Dataset entries:

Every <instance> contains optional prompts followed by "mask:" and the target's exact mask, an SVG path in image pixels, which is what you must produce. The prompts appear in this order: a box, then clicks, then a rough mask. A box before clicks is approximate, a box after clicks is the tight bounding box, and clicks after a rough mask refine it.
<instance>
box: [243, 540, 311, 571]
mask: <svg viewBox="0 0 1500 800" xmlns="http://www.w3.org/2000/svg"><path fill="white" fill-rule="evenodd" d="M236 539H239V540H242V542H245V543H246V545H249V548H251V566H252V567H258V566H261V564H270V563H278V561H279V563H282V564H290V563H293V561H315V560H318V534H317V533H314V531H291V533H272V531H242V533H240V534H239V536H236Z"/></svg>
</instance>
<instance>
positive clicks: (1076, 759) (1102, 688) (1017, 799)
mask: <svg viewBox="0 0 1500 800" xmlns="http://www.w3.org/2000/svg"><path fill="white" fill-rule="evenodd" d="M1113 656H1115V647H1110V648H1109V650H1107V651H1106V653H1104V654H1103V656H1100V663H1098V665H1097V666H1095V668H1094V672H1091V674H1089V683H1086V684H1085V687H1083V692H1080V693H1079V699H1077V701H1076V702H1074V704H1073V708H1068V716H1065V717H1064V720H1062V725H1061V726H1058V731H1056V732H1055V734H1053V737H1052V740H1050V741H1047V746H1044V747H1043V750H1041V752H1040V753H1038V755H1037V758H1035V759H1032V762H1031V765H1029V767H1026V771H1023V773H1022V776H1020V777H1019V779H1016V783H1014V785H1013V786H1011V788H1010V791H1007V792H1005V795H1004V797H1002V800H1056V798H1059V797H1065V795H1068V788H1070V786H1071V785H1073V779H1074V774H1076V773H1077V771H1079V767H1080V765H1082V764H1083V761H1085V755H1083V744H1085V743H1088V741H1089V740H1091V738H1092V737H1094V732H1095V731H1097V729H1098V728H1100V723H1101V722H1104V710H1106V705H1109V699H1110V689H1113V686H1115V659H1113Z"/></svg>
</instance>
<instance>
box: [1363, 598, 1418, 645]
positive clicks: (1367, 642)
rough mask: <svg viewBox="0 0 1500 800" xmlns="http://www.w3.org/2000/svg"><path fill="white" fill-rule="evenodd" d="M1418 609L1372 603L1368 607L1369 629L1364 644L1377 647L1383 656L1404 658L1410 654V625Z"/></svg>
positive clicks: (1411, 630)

TASK BRIEF:
Rewrite all of the data above, changing every "positive clicks" to "foreground clicks" and keeping everything else the same.

YOUR RESPONSE:
Every <instance> contains optional prompts followed by "mask:" and the target's exact mask, an SVG path in image pixels, which is what you must produce. The prompts appear in this order: a box, then clicks, then a rough mask. A box before clicks is approximate, a box after clicks is the tight bounding box, and clicks after a rough mask refine it.
<instance>
box: [243, 540, 311, 571]
mask: <svg viewBox="0 0 1500 800" xmlns="http://www.w3.org/2000/svg"><path fill="white" fill-rule="evenodd" d="M236 539H239V540H242V542H245V543H246V545H249V548H251V566H252V567H258V566H261V564H270V563H278V561H279V563H282V564H290V563H293V561H315V560H318V534H317V533H314V531H291V533H272V531H242V533H240V534H239V536H236Z"/></svg>
</instance>
<instance>
foreground clicks: (1076, 759) (1102, 688) (1017, 799)
mask: <svg viewBox="0 0 1500 800" xmlns="http://www.w3.org/2000/svg"><path fill="white" fill-rule="evenodd" d="M1113 656H1115V647H1110V648H1109V650H1107V651H1106V653H1104V654H1103V656H1100V663H1098V665H1097V666H1095V668H1094V672H1091V674H1089V683H1086V684H1085V687H1083V692H1080V693H1079V699H1077V701H1076V702H1074V704H1073V708H1068V716H1065V717H1064V720H1062V725H1061V726H1058V731H1056V732H1055V734H1053V737H1052V740H1050V741H1047V746H1044V747H1043V750H1041V752H1040V753H1038V755H1037V758H1035V759H1032V762H1031V765H1029V767H1026V771H1023V773H1022V776H1020V777H1019V779H1016V783H1014V785H1013V786H1011V788H1010V791H1007V792H1005V795H1004V797H1002V800H1056V798H1059V797H1065V795H1068V788H1070V786H1071V785H1073V779H1074V774H1076V773H1077V771H1079V767H1080V765H1082V764H1083V761H1085V755H1083V744H1085V743H1088V741H1089V740H1091V738H1092V737H1094V732H1095V731H1097V729H1098V728H1100V723H1101V722H1104V710H1106V705H1109V699H1110V689H1113V686H1115V659H1113Z"/></svg>
</instance>
<instance>
box: [1363, 598, 1418, 645]
foreground clicks: (1367, 642)
rough mask: <svg viewBox="0 0 1500 800" xmlns="http://www.w3.org/2000/svg"><path fill="white" fill-rule="evenodd" d="M1418 609L1372 603L1368 607L1369 629L1364 644L1377 647L1383 656L1404 658L1410 654V625Z"/></svg>
foreground clicks: (1411, 630)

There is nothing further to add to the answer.